** Opening Data listing block **

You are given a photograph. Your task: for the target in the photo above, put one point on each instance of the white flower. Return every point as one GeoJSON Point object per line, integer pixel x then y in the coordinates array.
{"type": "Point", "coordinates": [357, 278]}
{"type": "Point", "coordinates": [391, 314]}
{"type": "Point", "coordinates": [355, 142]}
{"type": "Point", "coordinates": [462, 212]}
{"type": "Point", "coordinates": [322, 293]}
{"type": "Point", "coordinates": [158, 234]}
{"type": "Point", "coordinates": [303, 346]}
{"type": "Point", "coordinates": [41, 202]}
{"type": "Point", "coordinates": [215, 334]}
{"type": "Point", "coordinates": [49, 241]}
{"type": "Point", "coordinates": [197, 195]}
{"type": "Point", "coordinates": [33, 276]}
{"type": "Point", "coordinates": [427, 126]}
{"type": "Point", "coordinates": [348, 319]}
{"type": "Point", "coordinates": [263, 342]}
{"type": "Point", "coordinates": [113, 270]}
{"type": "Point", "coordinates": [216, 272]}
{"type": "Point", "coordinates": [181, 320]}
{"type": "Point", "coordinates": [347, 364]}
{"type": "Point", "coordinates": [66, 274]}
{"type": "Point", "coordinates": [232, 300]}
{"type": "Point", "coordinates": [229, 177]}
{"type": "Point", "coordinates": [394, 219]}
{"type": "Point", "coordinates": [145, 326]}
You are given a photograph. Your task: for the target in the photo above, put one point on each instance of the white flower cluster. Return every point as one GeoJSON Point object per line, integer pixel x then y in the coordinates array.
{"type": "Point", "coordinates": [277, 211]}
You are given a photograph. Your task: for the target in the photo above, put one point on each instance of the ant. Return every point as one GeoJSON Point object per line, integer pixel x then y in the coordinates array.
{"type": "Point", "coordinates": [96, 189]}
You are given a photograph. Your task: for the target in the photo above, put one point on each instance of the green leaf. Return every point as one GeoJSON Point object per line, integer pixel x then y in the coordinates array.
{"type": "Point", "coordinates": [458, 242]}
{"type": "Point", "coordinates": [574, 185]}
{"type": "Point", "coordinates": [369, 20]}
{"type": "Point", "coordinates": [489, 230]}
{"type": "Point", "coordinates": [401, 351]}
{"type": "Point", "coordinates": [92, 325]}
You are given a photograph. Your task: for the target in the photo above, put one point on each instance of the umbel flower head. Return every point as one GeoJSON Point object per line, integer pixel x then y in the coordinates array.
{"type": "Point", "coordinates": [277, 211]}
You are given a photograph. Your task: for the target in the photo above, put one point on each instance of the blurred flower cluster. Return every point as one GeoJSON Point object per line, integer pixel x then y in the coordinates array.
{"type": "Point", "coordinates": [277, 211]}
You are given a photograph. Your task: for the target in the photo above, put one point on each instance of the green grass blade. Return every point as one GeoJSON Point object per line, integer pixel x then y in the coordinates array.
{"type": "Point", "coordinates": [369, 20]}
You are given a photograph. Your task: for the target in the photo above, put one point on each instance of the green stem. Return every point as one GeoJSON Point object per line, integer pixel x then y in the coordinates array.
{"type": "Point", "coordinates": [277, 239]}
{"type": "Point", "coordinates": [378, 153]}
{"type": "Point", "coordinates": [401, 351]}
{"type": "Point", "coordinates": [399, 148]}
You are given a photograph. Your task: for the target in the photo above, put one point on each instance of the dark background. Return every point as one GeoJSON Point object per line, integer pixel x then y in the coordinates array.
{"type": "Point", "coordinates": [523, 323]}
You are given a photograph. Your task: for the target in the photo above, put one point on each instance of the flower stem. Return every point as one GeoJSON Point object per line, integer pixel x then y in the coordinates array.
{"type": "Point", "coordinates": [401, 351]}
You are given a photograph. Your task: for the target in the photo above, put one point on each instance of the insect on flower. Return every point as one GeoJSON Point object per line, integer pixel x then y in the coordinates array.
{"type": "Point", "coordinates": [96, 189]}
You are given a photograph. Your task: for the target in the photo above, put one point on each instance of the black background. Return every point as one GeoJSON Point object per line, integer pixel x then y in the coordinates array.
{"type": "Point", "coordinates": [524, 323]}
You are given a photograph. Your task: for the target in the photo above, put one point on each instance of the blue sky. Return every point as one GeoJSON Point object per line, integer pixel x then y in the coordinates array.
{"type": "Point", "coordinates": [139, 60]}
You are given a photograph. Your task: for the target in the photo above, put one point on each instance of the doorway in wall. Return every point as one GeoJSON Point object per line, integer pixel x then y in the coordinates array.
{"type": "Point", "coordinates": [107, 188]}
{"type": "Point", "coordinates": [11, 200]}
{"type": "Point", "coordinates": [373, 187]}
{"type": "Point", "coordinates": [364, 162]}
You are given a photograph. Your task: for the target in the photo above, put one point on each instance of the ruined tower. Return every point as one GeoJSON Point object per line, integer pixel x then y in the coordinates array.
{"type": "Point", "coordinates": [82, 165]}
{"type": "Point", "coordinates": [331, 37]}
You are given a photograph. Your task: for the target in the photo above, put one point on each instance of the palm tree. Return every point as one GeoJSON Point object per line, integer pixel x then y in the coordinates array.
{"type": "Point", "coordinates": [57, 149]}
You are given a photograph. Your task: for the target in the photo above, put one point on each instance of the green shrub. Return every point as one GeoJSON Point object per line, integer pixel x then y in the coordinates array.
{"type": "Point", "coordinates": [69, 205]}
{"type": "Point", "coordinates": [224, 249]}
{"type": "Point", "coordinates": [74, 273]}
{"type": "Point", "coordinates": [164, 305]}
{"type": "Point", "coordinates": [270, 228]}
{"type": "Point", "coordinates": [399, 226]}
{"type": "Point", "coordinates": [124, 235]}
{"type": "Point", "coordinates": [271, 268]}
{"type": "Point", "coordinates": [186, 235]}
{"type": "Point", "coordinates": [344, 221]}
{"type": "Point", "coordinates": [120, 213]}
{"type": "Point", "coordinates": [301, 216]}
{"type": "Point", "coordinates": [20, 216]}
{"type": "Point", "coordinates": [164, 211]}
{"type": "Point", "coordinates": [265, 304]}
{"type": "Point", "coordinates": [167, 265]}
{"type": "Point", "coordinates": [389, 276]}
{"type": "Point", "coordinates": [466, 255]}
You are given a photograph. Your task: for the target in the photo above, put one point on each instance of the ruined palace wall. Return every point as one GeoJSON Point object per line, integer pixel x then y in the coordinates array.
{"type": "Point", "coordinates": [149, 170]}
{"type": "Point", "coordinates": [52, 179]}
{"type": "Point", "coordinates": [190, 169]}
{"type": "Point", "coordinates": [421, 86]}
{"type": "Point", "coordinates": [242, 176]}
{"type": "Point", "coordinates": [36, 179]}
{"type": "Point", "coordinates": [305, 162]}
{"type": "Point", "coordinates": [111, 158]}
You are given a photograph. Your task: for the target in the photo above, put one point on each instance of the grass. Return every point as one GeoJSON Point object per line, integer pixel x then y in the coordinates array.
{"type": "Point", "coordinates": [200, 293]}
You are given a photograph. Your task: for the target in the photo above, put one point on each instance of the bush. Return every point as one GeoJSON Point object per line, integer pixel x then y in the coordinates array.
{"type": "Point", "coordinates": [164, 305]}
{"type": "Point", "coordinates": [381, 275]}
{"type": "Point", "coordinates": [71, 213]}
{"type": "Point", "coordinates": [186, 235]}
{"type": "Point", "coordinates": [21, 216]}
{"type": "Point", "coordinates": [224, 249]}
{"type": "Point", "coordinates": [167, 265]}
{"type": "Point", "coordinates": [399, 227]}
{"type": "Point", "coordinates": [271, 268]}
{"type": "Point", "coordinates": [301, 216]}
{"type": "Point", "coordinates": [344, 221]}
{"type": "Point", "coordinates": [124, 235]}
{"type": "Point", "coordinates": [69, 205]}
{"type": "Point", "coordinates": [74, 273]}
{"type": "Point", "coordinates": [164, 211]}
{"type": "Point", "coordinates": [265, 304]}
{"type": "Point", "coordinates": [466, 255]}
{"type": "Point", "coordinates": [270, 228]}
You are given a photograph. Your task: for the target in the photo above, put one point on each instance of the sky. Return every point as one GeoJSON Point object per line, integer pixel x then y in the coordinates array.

** Closing Data listing block **

Your goal:
Begin with the line that contains "of the grass." and end with the last line of the data. Repeat those two lines and all between them exactly.

Answer to this exercise:
You are given a photograph. Your task: for the target in the photo above, put one point on each instance of the grass. Return every point as one GeoJSON Point object per line, integer pixel x then y in the coordinates array.
{"type": "Point", "coordinates": [200, 293]}
You are given a photograph. Your task: for the target in the photo above, put one point on each instance of the bush. Return every point as one GeoJSON Point object per line, integer pixel x then y in the coordinates array.
{"type": "Point", "coordinates": [164, 305]}
{"type": "Point", "coordinates": [381, 275]}
{"type": "Point", "coordinates": [71, 213]}
{"type": "Point", "coordinates": [186, 235]}
{"type": "Point", "coordinates": [21, 216]}
{"type": "Point", "coordinates": [224, 249]}
{"type": "Point", "coordinates": [167, 265]}
{"type": "Point", "coordinates": [399, 227]}
{"type": "Point", "coordinates": [271, 268]}
{"type": "Point", "coordinates": [301, 216]}
{"type": "Point", "coordinates": [344, 221]}
{"type": "Point", "coordinates": [124, 235]}
{"type": "Point", "coordinates": [69, 205]}
{"type": "Point", "coordinates": [74, 273]}
{"type": "Point", "coordinates": [164, 211]}
{"type": "Point", "coordinates": [265, 304]}
{"type": "Point", "coordinates": [466, 255]}
{"type": "Point", "coordinates": [270, 228]}
You are given a photograph. Your task: for the target in the photo above, put one point on each instance of the sky. Return every point as one GeoJSON Point object per line, integer pixel x then y in the coordinates array.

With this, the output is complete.